### Exercise description
Please count the lines below that contain the word "roof" and give only that number.

* BEGIN Extracted material *

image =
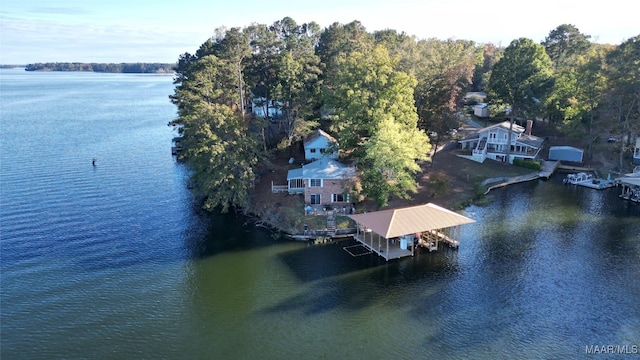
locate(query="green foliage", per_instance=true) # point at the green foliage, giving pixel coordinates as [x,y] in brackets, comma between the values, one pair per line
[439,183]
[529,164]
[381,91]
[376,122]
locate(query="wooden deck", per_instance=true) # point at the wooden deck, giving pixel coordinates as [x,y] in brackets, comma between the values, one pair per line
[393,251]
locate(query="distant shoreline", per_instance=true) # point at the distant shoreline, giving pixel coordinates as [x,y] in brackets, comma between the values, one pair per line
[131,68]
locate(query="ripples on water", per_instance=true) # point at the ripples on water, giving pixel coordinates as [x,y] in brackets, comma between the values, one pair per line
[113,261]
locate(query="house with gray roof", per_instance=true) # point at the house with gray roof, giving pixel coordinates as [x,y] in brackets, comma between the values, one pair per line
[322,182]
[492,143]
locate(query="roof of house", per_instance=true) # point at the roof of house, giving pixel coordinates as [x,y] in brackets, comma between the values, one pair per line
[530,140]
[319,133]
[565,148]
[410,220]
[505,125]
[324,168]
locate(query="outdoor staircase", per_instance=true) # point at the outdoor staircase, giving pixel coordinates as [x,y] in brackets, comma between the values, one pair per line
[482,145]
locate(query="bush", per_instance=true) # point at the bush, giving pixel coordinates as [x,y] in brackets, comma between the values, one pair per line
[529,164]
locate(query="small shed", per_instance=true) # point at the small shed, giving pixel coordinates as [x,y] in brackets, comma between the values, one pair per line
[565,153]
[481,110]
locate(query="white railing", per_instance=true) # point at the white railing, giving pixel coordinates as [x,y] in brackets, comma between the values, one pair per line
[279,188]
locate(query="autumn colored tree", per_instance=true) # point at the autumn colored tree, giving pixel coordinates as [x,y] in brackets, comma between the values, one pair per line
[376,124]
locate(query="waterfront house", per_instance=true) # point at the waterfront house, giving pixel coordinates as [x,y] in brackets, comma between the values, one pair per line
[320,145]
[321,182]
[491,143]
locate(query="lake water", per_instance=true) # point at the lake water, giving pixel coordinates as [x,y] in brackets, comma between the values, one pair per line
[115,261]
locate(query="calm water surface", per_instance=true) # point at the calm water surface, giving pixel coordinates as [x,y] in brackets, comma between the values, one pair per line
[116,262]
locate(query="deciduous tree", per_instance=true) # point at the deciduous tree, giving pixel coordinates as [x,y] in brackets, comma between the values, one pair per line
[520,79]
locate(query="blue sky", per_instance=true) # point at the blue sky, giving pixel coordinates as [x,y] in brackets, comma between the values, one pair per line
[159,31]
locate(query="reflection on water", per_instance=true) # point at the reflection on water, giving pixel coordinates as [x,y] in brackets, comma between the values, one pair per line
[116,262]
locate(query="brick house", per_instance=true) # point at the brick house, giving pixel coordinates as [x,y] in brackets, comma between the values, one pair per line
[322,182]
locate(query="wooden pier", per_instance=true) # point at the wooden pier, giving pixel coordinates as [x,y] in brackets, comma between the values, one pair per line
[395,233]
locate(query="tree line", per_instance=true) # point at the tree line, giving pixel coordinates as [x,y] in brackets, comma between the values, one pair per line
[103,67]
[379,94]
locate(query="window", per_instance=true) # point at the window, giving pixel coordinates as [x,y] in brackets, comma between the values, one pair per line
[296,183]
[340,198]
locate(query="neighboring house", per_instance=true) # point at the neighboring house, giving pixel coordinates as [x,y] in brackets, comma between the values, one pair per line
[320,145]
[481,110]
[491,143]
[321,182]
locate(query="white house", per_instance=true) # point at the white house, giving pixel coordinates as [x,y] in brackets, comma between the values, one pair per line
[321,182]
[320,145]
[492,142]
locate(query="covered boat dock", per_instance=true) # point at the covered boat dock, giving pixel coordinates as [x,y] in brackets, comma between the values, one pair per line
[395,233]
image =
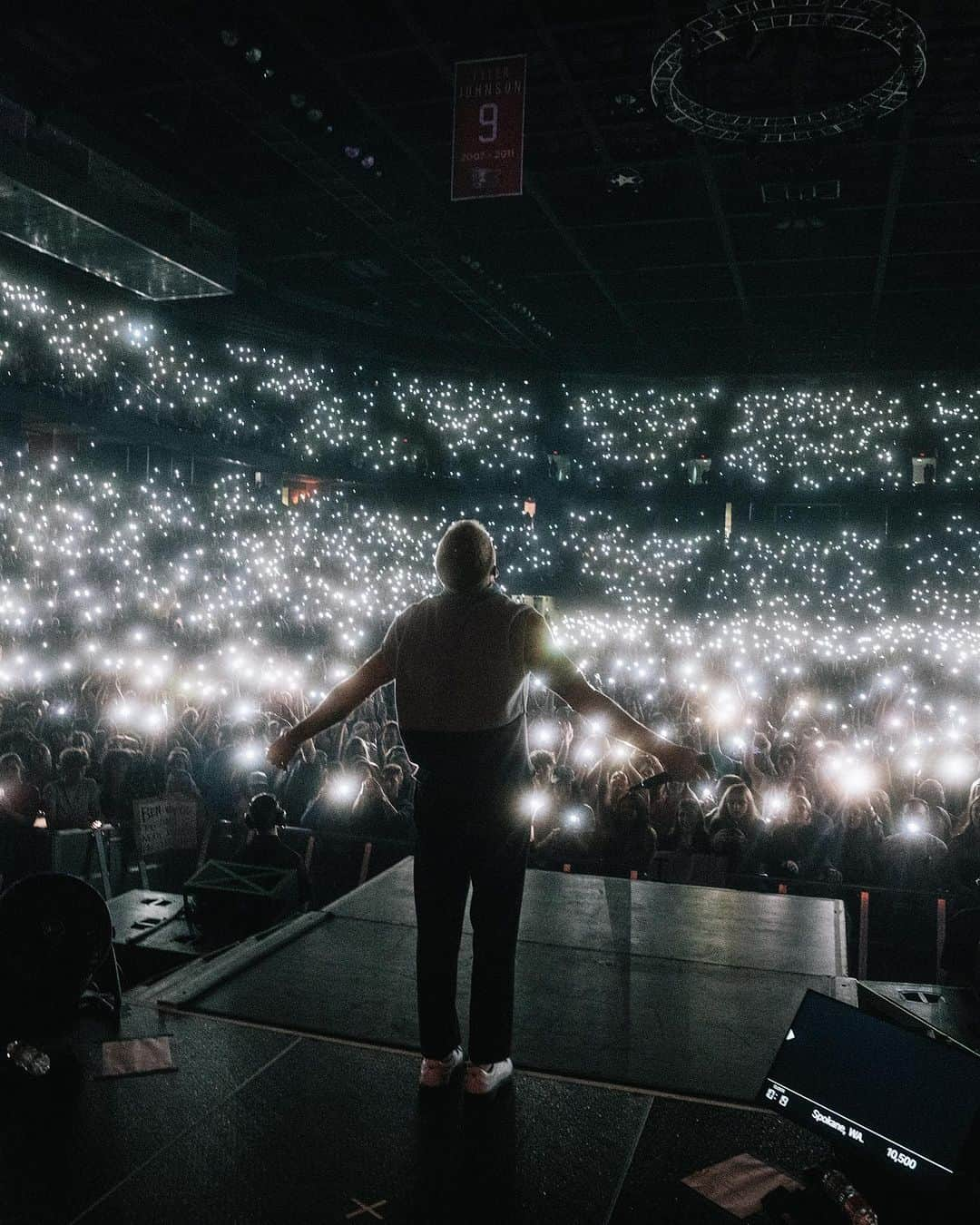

* END Extracted material *

### Task result
2